WORK INSTRUCTIONS:
The lines to return are those from the line holding "Could you point to the mountain" through the last line of the entries below, both included, written exactly and without pictures.

SOURCE DATA:
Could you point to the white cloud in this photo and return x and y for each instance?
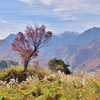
(46, 2)
(30, 2)
(73, 7)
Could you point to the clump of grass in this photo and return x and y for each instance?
(41, 85)
(17, 73)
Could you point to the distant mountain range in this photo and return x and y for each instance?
(81, 51)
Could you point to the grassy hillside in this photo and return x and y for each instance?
(41, 85)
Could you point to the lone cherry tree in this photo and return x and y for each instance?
(28, 45)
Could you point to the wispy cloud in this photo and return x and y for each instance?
(30, 2)
(73, 7)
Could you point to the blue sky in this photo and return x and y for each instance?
(57, 15)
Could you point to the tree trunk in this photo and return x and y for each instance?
(26, 64)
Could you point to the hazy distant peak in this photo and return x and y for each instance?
(68, 33)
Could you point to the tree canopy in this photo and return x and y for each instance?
(28, 45)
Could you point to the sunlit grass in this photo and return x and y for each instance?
(41, 85)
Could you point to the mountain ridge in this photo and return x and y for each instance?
(74, 48)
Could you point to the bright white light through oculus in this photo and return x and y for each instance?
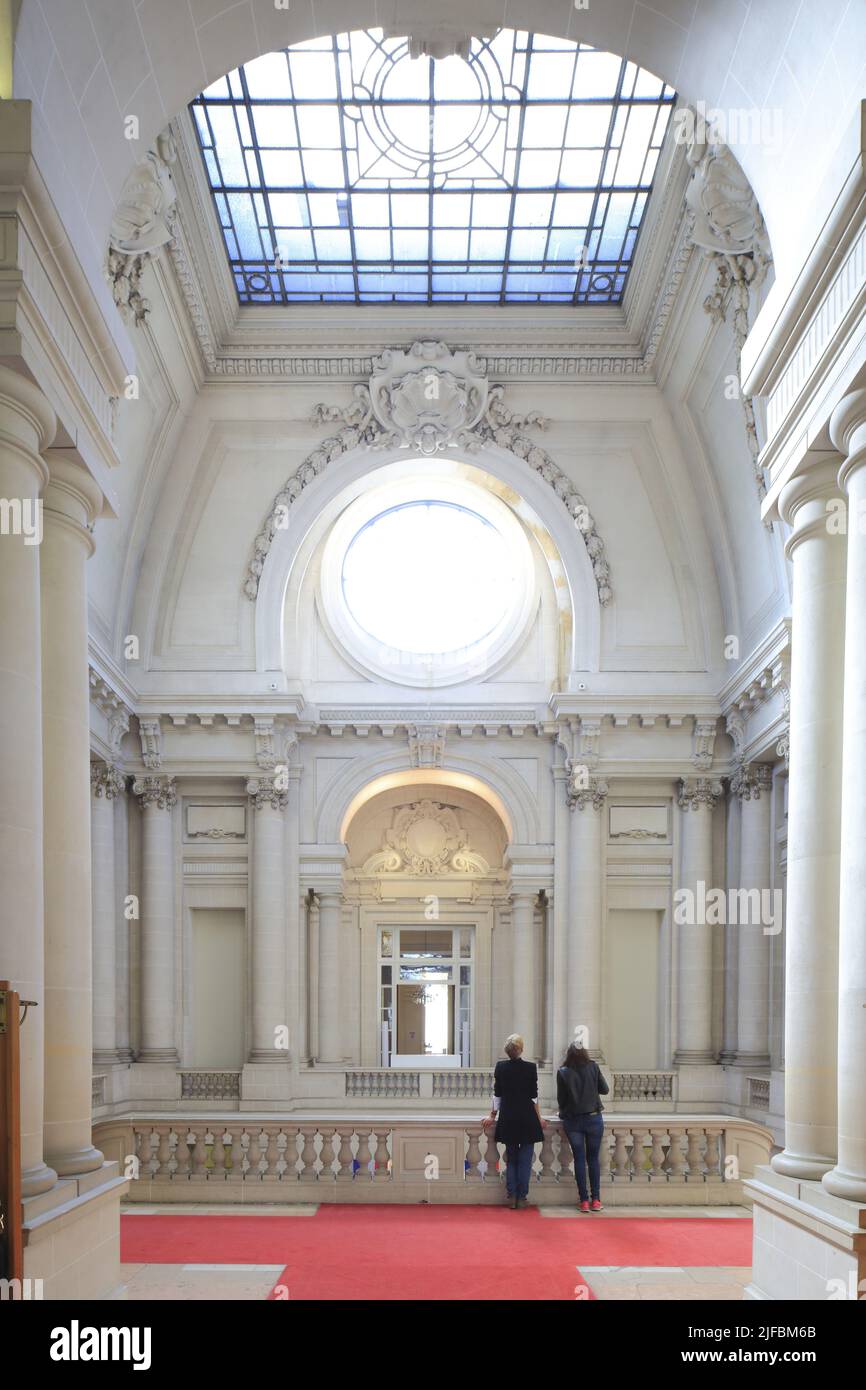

ANSWER TO THIS EXERCISE:
Could you point to the mountain ridge in this photo and return x and y for each instance?
(74, 48)
Could you point to the bright white light through oculus in this photo and return x and y for each instance?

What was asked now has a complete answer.